[Opening DATA RECORDS section]
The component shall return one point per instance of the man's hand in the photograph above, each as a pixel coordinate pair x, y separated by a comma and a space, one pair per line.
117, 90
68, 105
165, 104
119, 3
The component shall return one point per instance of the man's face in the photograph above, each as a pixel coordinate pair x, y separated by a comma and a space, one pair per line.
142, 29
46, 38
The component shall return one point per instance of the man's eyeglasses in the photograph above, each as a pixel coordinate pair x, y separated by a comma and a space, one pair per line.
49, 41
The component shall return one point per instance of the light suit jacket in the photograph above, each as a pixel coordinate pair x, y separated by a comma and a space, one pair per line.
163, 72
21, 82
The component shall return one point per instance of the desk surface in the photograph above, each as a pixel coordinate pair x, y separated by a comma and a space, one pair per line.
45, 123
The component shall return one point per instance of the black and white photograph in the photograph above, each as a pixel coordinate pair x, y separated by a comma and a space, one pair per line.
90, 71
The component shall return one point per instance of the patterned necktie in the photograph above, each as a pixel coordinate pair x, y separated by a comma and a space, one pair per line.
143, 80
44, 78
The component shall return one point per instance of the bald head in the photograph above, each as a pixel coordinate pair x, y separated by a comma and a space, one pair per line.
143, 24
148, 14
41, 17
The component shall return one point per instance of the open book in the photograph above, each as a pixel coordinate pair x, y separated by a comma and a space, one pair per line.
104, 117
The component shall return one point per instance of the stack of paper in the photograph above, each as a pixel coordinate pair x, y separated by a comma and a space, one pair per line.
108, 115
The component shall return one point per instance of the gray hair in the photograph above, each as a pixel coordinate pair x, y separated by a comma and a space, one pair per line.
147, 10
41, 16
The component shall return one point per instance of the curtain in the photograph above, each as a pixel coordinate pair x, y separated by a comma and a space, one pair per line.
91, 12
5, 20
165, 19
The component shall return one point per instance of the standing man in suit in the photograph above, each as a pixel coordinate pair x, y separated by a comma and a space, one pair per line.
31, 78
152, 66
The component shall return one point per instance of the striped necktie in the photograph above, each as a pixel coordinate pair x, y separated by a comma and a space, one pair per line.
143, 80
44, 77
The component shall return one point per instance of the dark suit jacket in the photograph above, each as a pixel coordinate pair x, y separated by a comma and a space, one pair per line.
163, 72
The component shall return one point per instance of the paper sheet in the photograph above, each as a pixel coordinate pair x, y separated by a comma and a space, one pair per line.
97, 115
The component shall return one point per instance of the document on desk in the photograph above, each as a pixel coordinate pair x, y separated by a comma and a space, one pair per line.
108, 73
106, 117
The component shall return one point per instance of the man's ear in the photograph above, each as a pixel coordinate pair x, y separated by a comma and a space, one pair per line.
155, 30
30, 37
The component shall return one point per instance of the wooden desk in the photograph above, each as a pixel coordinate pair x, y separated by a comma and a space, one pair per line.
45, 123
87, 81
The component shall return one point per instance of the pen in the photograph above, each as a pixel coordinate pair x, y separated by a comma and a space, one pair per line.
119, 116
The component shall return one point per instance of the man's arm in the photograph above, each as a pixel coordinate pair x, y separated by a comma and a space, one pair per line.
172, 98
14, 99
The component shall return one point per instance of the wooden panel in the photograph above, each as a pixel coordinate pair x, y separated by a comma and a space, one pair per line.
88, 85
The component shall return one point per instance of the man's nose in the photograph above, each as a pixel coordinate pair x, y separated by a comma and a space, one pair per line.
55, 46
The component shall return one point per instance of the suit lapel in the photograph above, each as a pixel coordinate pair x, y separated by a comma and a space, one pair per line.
[Closing DATA RECORDS section]
▶ _PROBLEM REQUIREMENTS_: Using the records above as the source, restate each line verbatim.

▶ _RESULT OF THIS EXERCISE_:
The component shall return one point per instance of the man's hand in the photograph above, each as a pixel coordinate pair x, y separated by a comma and a space, one pair per line.
117, 90
68, 105
165, 104
119, 3
The component shall return one point per instance of the man's face in the photograph above, each as a pixel coordinate pair x, y separated by a comma and a space, one pair per line.
142, 29
46, 38
The component shall return one point per instance of the man's eyeglasses in the photograph above, each as a pixel coordinate pair x, y separated by a comma and a space, one pair per line.
49, 41
The component shall return one point per instance of the light suit jacket in the photograph above, each as a pixel coordinate pair x, y separated by a comma and a space, one pair per line.
163, 72
21, 82
The component shall return one point per instance of the desk surface in the photograph above, each as a pixel coordinate pair x, y separated by a comma and a space, one pair per line.
45, 123
The component shall return one point per instance of the black and white photograph in the photograph above, each as a pixel coordinate pair x, y separated by a comma and a space, one pair per line.
90, 71
The component shall return one point per instance of the patterned necktie in the photograph above, each as a pixel coordinate pair x, y separated by a comma and a space, one pair per line.
143, 80
44, 78
The component shall return one point per instance of the bald head in the photograph above, each as a pixel coordinate pair x, y separated by a comma and a space, one pair per line.
143, 24
148, 14
41, 17
The component shall return one point per instance of the open book in the photograph above, each as a pixel coordinate pair x, y separated by a comma and a space, one pair per line.
104, 117
The component shall return one point per instance of the stack of paper in the photograph above, each as a pixel coordinate pair x, y separated by a comma and a space, one pair per line.
108, 115
The component shall return one point per instance of the gray hair in the photograph above, each as a pixel coordinate pair x, y separated by a comma and a space, one pair per line.
147, 10
41, 16
The component shall return one point per instance of the curtain in the photograph above, each as a pixel coordinate pair x, y separated by a comma and a space, one pair per line.
91, 12
5, 20
165, 19
The component shall return one point per instance of the standing man in suit in the photograph above, each as a pixel coordinate pair x, y separated by a comma and a space, one pair per line.
31, 78
152, 66
The component shall return one point per instance of the striped necktie in the photograph above, each as a pixel coordinate pair x, y separated by a comma and a space, one pair per line.
143, 80
44, 77
The component shall return one point per instance of the dark suit jacket in the photograph above, each as a pixel coordinate pair x, y separated by a comma and a space, one pair per line.
163, 72
The component shall return one point per instance of the paper sheet in the photograph above, each as a pixel coordinate pair x, y separated by a comma and a space, one pair per line.
97, 115
The component shall return one point per instance of the document on desk in the photograph above, each as a pixel coordinate pair x, y separated by a comma and a space, one pair per line.
108, 73
106, 117
The component shall return one point per instance of the man's ear in the photograph above, each as a pixel coordinate pair x, y separated by a comma and a space, one pair per line.
155, 30
30, 37
The component shall return one point per instance of the wooden desk in the photograph above, each as a pixel coordinate pair x, y separated by a comma and a space, one pair per line.
45, 123
87, 81
The component shall return one point per instance of the pen in the photograph above, each as a pixel coordinate pair x, y separated by a comma and a space, one pair per line.
119, 116
The component shall return one point per instance of the man's arm in the photograph above, each as a pixel coordinate pair x, y separated by a comma and a space, one pair per line.
172, 98
14, 99
The component shall return one point per instance of the wooden panel in the photograph above, each as a pixel coordinate pair x, y separated by a comma and a space, one pair per line.
88, 85
The component shall return one point per instance of the man's nose in the photograph above, each as a pixel coordinate pair x, y separated by a comma and a space, one pair per line.
55, 46
The component shall return one point per instance of the suit lapel in the photograph above, each as a pixel coordinate pair x, y separated by a comma and a space, one pair per line.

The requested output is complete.